通过对非主权数字货币产生与发展现状的简要回顾,尤其是脸书(Facebook)正在研发的“天秤币”(Libra)及其未来应用对各国法定货币乃至国际货币体系可能带来的冲击,分析了人工智能时代的“去中心化”乃至另类“中心化”的数字货币趋势发展,正在一定程度上倒逼全球主要央行加快研发主权数字货币以赢得数字货币体系竞争的主导权。中国正在引领基于人工智能革命引发的金融生态变革,结合中国人民银行正在研发并试点推出的数字货币,有望在21世纪的全球数字货币体系竞争中脱颖而出。
新冠肺炎疫情作为重大外生变量,在对全球金融市场和国际贸易等造成重大冲击的同时,也在某种程度上改变着市场主体的交易习惯。作为对数字经济生态的适应性安排和趋势性把握,一些有实力的央行加快了数字货币的研发进度。
一方面,有着300多年历史的英格兰银行,在2020年3月12日发布的《央行数字货币:机遇、挑战与设计》讨论报告中,通过对数字货币方案、机遇与风险、平台和目标的设计原则、技术选择以及数字货币对货币和金融稳定的影响等介绍,向本国和全球呈现出英国对数字货币的最新理解以及可能采取的行动方案。4月3日,中国人民银行召开2020年全国货币金银和安全保卫工作电视电话会议,强调进一步推进法定数字货币的研发工作。4月16日,中国人民银行办公厅课题研究小组发表专题文章称,将规范发展金融科技,利用大数据、人工智能,促进金融服务转型发展,推进我国数字货币与电子支付(DC/EP)法定数字货币研发。而根据中国人民银行2019年金融科技领域的工作进展,在坚持双层运营、M0替代、可控匿名的前提下,人民银行基本完成了法定数字货币顶层设计、标准制定、功能研发、联调测试等工作。预计将在完成内测的基础上,在国内试点城市进行相关场景应用,并在条件成熟时在全国范围内推广。而备受关注的美联储,也表示了正在研究发行央行数字货币(CBDC)的可能性。

====

任务说明 A: 数一数下面的记录里有几行带有“metal”这个词,只写出行数。

所给材料:
====

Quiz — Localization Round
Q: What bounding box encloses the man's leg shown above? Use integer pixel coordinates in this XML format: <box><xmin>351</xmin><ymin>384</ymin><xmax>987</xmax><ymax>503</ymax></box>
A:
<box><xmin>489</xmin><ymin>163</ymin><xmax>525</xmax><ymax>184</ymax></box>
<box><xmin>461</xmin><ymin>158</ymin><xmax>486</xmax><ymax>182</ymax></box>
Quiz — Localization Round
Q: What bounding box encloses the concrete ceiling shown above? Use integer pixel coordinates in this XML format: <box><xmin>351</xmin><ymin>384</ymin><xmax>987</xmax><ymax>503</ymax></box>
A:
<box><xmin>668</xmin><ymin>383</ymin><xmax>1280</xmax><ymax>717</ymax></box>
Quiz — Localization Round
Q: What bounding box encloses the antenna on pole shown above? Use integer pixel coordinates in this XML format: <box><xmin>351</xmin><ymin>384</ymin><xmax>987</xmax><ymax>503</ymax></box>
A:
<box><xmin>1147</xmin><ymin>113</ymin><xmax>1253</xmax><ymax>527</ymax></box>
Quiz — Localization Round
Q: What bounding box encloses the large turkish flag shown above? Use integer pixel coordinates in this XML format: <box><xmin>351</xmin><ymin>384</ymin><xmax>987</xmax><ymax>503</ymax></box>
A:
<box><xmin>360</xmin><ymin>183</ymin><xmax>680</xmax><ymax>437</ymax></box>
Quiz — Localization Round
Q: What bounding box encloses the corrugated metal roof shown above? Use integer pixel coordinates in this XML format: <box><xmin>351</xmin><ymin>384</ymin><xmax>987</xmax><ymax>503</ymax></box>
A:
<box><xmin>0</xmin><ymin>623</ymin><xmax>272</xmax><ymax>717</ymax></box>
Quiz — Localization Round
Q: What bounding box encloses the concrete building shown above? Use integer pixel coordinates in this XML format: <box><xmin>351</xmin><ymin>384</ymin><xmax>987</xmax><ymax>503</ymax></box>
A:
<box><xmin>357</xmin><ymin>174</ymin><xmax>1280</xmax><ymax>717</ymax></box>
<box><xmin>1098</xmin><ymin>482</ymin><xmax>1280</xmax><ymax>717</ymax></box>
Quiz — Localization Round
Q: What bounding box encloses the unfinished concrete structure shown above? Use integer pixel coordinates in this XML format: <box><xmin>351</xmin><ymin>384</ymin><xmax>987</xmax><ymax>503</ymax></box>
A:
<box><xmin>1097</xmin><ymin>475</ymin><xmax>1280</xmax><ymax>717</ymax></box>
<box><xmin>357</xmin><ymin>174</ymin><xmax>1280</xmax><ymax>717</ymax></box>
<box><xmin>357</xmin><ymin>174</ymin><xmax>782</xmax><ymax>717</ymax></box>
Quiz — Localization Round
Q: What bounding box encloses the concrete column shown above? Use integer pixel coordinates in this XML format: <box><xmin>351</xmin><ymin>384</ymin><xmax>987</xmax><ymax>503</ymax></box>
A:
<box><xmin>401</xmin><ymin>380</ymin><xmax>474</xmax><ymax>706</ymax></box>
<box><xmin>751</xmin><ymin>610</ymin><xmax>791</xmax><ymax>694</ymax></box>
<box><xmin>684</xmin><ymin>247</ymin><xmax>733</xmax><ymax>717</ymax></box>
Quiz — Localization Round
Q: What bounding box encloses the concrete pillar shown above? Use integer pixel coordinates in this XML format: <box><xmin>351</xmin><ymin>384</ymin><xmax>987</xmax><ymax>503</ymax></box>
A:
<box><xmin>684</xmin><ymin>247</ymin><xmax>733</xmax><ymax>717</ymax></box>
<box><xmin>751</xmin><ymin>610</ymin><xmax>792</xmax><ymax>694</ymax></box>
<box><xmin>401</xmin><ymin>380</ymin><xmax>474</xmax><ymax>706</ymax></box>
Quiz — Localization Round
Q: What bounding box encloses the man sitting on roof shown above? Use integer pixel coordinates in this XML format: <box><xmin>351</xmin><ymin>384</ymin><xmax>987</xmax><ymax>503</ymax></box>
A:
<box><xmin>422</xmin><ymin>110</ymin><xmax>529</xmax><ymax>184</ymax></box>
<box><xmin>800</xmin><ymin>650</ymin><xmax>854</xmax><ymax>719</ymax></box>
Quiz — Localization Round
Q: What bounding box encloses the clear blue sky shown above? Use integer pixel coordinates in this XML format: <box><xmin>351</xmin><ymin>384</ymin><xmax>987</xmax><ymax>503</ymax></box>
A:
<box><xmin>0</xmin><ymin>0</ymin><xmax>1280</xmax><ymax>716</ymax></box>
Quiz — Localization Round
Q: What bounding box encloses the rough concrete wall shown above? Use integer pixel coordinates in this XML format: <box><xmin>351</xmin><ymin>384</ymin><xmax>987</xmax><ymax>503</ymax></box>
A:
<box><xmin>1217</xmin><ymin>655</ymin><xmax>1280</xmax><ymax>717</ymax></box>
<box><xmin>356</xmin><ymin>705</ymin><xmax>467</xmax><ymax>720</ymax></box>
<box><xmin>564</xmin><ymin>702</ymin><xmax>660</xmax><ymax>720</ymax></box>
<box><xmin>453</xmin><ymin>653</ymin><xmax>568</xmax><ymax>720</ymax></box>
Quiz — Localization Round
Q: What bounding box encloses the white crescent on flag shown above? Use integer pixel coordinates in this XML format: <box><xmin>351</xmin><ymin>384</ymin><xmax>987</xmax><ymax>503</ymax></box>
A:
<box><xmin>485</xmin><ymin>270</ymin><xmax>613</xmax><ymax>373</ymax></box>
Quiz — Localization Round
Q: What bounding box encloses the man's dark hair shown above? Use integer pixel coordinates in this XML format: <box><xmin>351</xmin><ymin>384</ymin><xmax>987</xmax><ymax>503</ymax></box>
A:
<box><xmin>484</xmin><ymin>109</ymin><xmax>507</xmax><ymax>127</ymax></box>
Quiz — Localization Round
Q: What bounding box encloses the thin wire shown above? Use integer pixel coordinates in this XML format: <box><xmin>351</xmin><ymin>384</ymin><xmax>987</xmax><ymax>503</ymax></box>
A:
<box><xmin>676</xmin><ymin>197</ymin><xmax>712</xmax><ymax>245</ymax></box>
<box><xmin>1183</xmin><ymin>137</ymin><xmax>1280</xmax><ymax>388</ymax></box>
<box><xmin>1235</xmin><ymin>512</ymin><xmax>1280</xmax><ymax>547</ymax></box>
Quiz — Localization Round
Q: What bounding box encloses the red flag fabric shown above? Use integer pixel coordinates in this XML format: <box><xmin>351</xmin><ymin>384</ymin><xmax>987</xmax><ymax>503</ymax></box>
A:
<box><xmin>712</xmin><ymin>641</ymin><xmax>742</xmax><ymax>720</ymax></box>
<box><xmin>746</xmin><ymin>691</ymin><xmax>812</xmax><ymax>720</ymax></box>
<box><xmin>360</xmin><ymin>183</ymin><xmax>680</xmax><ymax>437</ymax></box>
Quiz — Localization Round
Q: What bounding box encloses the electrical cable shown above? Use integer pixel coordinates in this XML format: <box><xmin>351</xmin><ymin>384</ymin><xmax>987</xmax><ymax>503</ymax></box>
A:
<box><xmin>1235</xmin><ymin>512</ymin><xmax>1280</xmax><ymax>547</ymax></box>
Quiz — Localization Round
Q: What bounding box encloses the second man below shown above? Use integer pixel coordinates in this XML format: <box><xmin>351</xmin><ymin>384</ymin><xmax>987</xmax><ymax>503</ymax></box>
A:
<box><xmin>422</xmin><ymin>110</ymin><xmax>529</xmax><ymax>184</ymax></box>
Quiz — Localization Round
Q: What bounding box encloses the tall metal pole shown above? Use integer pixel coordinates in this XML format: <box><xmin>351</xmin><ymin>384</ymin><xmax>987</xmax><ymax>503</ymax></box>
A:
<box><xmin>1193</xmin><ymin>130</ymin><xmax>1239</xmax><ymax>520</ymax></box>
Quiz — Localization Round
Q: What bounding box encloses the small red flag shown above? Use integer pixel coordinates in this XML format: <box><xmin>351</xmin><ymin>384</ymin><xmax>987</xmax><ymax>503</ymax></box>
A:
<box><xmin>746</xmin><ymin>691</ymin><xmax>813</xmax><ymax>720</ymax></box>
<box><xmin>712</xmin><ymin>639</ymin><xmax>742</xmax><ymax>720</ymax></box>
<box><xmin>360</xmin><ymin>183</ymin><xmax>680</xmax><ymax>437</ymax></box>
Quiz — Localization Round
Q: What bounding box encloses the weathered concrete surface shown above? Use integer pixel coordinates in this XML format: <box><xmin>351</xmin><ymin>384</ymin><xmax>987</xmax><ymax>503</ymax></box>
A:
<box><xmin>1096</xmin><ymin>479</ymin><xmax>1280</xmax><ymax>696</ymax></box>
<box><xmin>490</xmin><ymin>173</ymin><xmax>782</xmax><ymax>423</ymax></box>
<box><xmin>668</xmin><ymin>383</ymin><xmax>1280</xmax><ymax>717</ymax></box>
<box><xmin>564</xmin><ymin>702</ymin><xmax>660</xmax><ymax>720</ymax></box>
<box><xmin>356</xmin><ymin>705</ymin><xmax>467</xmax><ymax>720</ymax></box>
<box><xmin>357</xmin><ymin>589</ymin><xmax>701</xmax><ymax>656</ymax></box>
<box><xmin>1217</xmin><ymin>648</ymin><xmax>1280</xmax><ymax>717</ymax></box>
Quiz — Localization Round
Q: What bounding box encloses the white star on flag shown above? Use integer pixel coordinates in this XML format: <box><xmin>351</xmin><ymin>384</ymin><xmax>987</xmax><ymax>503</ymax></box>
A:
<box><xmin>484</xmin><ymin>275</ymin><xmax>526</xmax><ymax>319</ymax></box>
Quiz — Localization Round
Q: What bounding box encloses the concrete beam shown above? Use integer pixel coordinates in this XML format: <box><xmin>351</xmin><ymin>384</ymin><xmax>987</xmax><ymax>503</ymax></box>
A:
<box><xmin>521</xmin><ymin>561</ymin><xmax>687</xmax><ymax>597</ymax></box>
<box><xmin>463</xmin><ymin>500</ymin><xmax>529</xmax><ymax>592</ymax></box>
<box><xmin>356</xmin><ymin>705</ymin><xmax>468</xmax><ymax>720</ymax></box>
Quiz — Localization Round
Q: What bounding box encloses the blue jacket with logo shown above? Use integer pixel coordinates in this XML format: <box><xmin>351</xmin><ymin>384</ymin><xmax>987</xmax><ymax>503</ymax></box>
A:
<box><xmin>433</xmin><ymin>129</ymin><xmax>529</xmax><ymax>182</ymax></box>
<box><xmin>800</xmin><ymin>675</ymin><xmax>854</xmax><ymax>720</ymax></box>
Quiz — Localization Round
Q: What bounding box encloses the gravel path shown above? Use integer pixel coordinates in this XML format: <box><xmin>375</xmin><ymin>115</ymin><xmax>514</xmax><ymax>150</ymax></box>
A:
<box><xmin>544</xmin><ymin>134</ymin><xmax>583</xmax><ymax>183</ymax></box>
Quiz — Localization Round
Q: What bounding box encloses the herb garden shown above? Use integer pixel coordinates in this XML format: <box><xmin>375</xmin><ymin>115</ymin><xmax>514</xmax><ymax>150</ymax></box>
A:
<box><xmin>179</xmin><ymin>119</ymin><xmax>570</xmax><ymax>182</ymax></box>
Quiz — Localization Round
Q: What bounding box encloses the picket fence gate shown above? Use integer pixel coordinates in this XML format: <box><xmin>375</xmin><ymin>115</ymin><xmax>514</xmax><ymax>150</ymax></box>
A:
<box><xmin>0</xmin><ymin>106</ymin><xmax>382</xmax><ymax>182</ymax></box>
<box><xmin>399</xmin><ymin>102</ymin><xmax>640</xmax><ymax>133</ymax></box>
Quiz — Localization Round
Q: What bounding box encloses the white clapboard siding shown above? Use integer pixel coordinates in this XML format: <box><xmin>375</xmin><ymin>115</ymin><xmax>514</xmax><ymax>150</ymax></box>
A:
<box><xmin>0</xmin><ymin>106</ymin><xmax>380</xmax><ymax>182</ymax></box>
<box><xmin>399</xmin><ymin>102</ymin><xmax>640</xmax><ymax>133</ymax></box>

====

任务说明 B: 按原文摘录的说法,全球主要央行为什么要加快研发主权数字货币?用一到三句话说明。

书面答案 A: 2

书面答案 B: 人工智能时代的数字货币正朝“去中心化”乃至另类“中心化”的方向发展。比如脸书正在研发的天秤币,将来可能冲击各国法定货币乃至国际货币体系。这种趋势在一定程度上逼着主要央行加快研发主权数字货币,好在数字货币体系的竞争中拿到主导权。